**** Passage given ****

The city feels dystopian now, said Mary Theroux, the chair and CEO of the Independent Institute, an American libertarian think tank based in Oakland — quite the opposite of the California dream.

“It’s almost accepted that we have thousands of people living in the streets in conditions that we would have deplored in the Third World 20 years ago,” she said. “You expect that if you’re going to park your car, it’s going to get broken into. If you’re a retailer, you’re going to get shoplifted every day.”

Theroux, who is a member of the San Francisco Salvation Army advisory board, said that San Francisco is no longer the kind of community people want to live in, “so we need solutions.”

She isn’t the only one. San Francisco residents have responded to the crisis by looking for lawmakers to implement moderate policies over progressive ones — a trend that has infiltrated many deeply blue cities like New York and Chicago.

Steven Buss, a former software engineer and the co-founder of GrowSF, a centrist advocacy group, said that he sees the change. “Last year ... we recalled a far-left district attorney and they were replaced by a moderate. In November, we replaced a far-left supervisor with a moderate supervisor.”

Buss is talking about District Attorney Chesa Boudin being replaced by Brooke Jenkins, a former assistant district attorney who worked for progressive Boudin but later turned on him, and Gordon Mar being unseated by anti-crime advocate Joel Engardio on the board of supervisors.

**** Material ****

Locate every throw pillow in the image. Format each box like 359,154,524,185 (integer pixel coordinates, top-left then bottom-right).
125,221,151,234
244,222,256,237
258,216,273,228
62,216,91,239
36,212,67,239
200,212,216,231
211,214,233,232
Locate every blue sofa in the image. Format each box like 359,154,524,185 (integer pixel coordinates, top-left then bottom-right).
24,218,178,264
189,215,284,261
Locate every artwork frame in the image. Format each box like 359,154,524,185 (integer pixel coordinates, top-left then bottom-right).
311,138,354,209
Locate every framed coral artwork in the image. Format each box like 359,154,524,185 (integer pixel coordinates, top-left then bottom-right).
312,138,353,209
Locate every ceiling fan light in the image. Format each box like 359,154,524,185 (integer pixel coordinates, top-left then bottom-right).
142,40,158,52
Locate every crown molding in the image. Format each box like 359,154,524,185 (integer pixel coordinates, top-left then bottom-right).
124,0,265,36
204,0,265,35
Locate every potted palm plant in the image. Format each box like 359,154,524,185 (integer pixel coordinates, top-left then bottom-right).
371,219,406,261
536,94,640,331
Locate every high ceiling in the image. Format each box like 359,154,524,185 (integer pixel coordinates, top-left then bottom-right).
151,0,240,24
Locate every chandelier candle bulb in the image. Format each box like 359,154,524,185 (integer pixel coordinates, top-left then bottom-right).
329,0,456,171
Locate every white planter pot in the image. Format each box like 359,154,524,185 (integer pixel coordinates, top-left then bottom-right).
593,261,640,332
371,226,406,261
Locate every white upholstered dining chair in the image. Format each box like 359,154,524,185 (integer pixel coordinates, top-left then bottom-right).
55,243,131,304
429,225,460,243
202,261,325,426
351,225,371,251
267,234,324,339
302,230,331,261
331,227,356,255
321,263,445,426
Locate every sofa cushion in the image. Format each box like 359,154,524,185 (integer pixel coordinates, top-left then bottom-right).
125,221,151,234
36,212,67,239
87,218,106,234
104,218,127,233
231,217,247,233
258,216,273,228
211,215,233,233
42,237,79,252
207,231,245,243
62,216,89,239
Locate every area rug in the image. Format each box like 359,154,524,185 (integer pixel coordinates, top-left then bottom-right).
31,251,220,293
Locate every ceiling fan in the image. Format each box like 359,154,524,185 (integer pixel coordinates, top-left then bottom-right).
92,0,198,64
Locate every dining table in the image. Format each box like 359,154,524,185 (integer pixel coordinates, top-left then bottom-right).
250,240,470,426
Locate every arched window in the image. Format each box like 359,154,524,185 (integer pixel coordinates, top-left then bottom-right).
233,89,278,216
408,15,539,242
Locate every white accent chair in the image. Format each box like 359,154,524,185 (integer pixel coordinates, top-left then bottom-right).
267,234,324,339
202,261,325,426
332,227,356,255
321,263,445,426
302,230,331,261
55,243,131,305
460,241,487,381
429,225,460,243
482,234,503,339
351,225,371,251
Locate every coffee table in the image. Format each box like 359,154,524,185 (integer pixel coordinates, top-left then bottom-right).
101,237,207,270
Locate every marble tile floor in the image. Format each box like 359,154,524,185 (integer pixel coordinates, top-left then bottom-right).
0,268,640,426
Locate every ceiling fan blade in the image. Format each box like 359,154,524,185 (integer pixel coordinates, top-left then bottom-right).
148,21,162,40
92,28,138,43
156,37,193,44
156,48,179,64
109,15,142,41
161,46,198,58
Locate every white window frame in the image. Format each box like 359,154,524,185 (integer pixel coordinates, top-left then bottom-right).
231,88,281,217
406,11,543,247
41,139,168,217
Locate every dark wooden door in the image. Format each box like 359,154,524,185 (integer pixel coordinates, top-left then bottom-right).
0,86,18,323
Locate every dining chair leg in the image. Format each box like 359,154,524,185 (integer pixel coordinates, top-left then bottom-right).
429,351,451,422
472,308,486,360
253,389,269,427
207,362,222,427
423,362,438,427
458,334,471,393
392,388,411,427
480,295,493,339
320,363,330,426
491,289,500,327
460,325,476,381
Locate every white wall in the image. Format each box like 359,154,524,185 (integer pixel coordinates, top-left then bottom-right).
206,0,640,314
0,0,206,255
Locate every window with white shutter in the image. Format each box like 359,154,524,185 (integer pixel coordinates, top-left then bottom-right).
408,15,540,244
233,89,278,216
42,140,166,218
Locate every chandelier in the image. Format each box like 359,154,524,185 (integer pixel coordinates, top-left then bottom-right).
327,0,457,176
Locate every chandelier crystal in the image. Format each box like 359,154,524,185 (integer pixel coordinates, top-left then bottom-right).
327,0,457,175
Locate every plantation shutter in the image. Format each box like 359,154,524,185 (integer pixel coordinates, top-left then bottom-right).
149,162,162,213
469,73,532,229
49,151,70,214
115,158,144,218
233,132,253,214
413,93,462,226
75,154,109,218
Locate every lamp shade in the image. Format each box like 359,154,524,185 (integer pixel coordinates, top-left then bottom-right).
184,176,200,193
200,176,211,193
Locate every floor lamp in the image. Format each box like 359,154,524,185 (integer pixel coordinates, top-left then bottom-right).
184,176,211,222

****

§ Request 1:
Rewrite the San Francisco passage between "Steven Buss, a" and "board of supervisors.", inclusive, changing "anti-crime advocate" to "public-safety advocate".
§ Request 2:
Extend the passage on San Francisco's turn toward moderate politics, picking up after its final sentence.

§ Exercise result 1:
Steven Buss, a former software engineer and the co-founder of GrowSF, a centrist advocacy group, said that he sees the change. “Last year ... we recalled a far-left district attorney and they were replaced by a moderate. In November, we replaced a far-left supervisor with a moderate supervisor.”

Buss is talking about District Attorney Chesa Boudin being replaced by Brooke Jenkins, a former assistant district attorney who worked for progressive Boudin but later turned on him, and Gordon Mar being unseated by public-safety advocate Joel Engardio on the board of supervisors.

§ Exercise result 2:
Buss is a lifelong Democrat but he said what San Franciscans are engaging in aren’t partisan issues but “basic civil society issues.”

San Francisco is not a strong mayor city anymore

More than 70% of residents say they want more policing, he said. And residents like Hollan are a part of that majority.

She said she wishes San Fransisco would elect a mayor like Rudy Giuliani, whose strict policies helped clean New York up, but she knows the city would never do that because that would go against the founding principles of acceptance. San Francisco hasn’t had a Republican mayor since the ‘60s.

“I think that we have gone so far on the edge of trying to make sure that we really want to make it a place for everyone that now it’s only a place for the homeless or the drug dealers because other people don’t want to live here,” she said.

While Mayor London Breed was propelled into city government by an ideologically diverse coalition of voters, she is no Giuliani. But that doesn’t mean San Fransisco’s problems are within her control.

San Francisco used to be a strong mayor city under Willie Brown during the late ’90s and early 2000s, Buss explained.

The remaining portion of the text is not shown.